▶ _Prompt_
Swap "green tree" for "leafy tree" in the lines running from the one containing "find the digital tablet in the photo above" through the last line, and write out only those lines with nothing else changed.

▶ _Given records_

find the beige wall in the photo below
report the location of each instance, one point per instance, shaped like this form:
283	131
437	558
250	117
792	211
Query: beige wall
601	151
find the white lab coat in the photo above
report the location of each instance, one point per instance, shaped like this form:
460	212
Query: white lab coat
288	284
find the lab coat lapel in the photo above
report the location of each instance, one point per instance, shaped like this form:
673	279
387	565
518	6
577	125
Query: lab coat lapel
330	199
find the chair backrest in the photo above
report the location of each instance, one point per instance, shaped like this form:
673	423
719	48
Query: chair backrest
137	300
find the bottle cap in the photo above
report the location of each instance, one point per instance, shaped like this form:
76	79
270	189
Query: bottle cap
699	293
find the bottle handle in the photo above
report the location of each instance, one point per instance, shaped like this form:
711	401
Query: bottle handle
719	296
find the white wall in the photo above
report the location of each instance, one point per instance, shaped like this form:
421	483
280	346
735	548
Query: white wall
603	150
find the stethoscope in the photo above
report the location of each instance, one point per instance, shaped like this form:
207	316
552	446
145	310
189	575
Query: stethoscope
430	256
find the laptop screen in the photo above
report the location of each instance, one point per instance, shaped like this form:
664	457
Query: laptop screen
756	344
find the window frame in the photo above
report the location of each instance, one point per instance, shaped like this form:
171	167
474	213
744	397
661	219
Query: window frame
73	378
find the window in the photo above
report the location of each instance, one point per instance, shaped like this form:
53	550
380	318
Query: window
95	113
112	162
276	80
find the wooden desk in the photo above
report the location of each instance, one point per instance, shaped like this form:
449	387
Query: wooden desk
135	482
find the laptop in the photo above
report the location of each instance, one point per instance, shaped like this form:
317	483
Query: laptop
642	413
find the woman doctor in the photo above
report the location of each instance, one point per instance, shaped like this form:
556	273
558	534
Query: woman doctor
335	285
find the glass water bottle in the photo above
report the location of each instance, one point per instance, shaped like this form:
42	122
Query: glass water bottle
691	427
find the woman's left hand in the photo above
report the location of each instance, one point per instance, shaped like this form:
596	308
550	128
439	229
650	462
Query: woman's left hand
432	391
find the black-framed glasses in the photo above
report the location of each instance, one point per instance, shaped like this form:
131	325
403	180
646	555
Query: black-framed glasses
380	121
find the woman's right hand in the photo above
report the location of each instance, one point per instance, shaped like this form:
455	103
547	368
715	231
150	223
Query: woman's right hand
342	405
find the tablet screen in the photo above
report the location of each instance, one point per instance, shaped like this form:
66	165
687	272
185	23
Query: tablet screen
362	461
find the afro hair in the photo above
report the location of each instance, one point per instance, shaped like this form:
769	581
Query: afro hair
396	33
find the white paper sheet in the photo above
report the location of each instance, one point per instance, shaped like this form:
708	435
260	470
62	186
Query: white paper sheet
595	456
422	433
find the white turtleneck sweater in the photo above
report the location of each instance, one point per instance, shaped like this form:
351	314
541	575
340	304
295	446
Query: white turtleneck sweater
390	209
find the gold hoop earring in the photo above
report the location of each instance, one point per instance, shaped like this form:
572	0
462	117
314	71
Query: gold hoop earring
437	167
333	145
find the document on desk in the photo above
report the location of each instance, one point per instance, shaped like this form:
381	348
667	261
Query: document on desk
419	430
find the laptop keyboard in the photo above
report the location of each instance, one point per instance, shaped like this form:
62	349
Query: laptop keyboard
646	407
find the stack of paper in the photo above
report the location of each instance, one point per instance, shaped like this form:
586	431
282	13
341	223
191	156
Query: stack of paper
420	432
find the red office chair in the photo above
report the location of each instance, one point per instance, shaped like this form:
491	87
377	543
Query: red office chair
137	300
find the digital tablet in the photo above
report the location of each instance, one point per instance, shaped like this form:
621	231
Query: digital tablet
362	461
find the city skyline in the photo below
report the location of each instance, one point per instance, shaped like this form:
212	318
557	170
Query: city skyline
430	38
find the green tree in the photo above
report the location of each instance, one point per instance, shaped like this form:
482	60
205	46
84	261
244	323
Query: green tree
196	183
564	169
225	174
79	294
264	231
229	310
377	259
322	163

▶ _Response_
find the digital tablet in the photo above
report the location of each instance, one point per instance, shaped like this form:
621	231
Query: digital tablet
362	461
find the city skyline in the photo below
report the location of each instance, one point per instance, shaped like this form:
212	318
557	170
Query: city skyline
430	38
find the leafy tree in the photo above
report the location of each instance, one point per instance, shaped like this form:
482	60
205	46
84	261
244	323
Query: leafy tree
196	183
564	169
225	174
79	294
264	231
229	310
377	259
322	163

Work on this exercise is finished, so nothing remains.